**Instructions to follow:** Quote, without change, all of the lines that follow.

**Exercise materials:**
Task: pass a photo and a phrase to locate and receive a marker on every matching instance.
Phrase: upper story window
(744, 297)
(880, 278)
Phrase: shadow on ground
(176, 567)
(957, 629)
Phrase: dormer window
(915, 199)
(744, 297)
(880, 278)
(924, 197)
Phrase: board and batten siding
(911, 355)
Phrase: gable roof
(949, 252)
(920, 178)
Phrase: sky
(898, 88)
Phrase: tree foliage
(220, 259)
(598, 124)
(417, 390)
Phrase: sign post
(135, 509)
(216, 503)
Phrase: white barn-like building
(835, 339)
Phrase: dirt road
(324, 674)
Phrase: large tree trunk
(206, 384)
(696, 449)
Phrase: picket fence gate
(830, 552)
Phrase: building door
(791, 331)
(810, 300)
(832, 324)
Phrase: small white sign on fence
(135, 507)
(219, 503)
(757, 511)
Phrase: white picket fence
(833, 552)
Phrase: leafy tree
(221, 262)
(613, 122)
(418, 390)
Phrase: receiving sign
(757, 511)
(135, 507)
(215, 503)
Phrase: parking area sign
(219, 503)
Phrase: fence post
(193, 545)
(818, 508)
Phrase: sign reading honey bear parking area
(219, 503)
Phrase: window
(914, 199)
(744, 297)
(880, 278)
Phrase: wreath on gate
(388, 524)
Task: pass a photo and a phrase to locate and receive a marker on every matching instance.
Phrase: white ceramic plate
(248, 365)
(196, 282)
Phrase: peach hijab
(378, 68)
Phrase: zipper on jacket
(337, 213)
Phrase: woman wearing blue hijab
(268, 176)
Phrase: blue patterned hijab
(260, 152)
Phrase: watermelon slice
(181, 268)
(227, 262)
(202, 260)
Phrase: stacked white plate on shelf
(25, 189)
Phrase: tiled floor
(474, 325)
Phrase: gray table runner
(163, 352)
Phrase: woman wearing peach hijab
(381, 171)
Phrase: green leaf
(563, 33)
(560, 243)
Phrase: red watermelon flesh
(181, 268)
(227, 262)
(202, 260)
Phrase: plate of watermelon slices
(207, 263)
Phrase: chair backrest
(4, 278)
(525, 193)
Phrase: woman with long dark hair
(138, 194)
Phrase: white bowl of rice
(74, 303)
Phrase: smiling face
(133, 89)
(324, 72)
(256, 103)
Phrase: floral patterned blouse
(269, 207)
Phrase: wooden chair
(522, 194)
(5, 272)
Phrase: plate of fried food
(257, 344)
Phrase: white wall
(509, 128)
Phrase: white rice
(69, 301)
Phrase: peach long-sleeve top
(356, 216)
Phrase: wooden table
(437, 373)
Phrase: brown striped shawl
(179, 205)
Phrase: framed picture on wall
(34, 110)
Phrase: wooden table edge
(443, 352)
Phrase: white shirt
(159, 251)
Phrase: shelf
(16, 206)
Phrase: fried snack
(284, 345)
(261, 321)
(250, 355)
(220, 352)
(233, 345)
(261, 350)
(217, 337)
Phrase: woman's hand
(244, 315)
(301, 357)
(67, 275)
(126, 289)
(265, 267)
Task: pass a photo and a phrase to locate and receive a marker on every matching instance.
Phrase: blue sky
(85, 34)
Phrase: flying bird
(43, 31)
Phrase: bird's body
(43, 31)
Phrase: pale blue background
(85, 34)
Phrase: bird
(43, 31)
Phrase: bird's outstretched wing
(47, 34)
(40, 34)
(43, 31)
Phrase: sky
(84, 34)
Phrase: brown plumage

**Complete output:**
Task: pass a photo and a phrase to locate and receive a marker on every matching instance.
Phrase: upper story window
(744, 297)
(880, 278)
Phrase: shadow on ground
(176, 567)
(957, 629)
Phrase: dormer window
(915, 199)
(744, 297)
(880, 278)
(924, 197)
Phrase: board and batten siding
(911, 355)
Phrase: gable roof
(949, 252)
(920, 178)
Phrase: sky
(898, 88)
Phrase: tree foliage
(220, 259)
(598, 124)
(417, 390)
Phrase: sign post
(135, 509)
(216, 503)
Phrase: white barn-like building
(835, 339)
Phrase: dirt road
(324, 674)
Phrase: large tree trunk
(206, 384)
(696, 449)
Phrase: picket fence gate
(830, 552)
Phrase: building door
(791, 331)
(810, 300)
(832, 324)
Phrase: small white sign on fence
(135, 507)
(219, 503)
(757, 511)
Phrase: white picket fence
(833, 552)
Phrase: leafy tree
(221, 262)
(613, 122)
(418, 390)
Phrase: receiving sign
(757, 511)
(135, 507)
(215, 503)
Phrase: parking area sign
(219, 503)
Phrase: fence post
(193, 545)
(818, 508)
Phrase: sign reading honey bear parking area
(219, 503)
Phrase: window
(914, 199)
(744, 297)
(880, 278)
Phrase: wreath on gate
(388, 524)
Task: pass a photo and a phrase to locate and receive a marker on every matching instance.
Phrase: white ceramic plate
(248, 365)
(196, 282)
Phrase: peach hijab
(378, 68)
Phrase: zipper on jacket
(337, 213)
Phrase: woman wearing blue hijab
(268, 176)
Phrase: blue patterned hijab
(260, 152)
Phrase: watermelon slice
(181, 268)
(227, 262)
(202, 260)
Phrase: stacked white plate on shelf
(25, 189)
Phrase: tiled floor
(474, 325)
Phrase: gray table runner
(163, 352)
Phrase: woman wearing peach hijab
(381, 171)
Phrase: green leaf
(563, 33)
(560, 243)
Phrase: red watermelon flesh
(181, 268)
(227, 262)
(202, 260)
Phrase: plate of watermelon slices
(207, 263)
Phrase: chair backrest
(4, 278)
(525, 193)
Phrase: woman with long dark hair
(138, 194)
Phrase: white bowl of rice
(74, 303)
Phrase: smiling face
(133, 89)
(324, 72)
(256, 103)
Phrase: floral patterned blouse
(269, 207)
Phrase: wooden chair
(522, 194)
(5, 272)
Phrase: plate of fried food
(257, 344)
Phrase: white wall
(509, 128)
Phrase: white rice
(69, 301)
Phrase: peach long-sleeve top
(356, 216)
Phrase: wooden table
(437, 373)
Phrase: brown striped shawl
(179, 205)
Phrase: framed picture on wall
(34, 110)
Phrase: wooden table edge
(443, 352)
Phrase: white shirt
(159, 251)
Phrase: shelf
(16, 206)
Phrase: fried snack
(284, 345)
(261, 321)
(250, 355)
(220, 352)
(233, 345)
(261, 350)
(217, 337)
Phrase: woman's hand
(244, 315)
(301, 357)
(67, 275)
(126, 289)
(265, 267)
Task: pass a photo and a phrase to locate and receive a marker on every matching instance.
Phrase: blue sky
(85, 34)
Phrase: flying bird
(43, 31)
Phrase: bird's body
(43, 31)
Phrase: pale blue background
(85, 34)
Phrase: bird
(43, 31)
Phrase: bird's outstretched wing
(47, 34)
(40, 34)
(43, 31)
Phrase: sky
(84, 34)
Phrase: brown plumage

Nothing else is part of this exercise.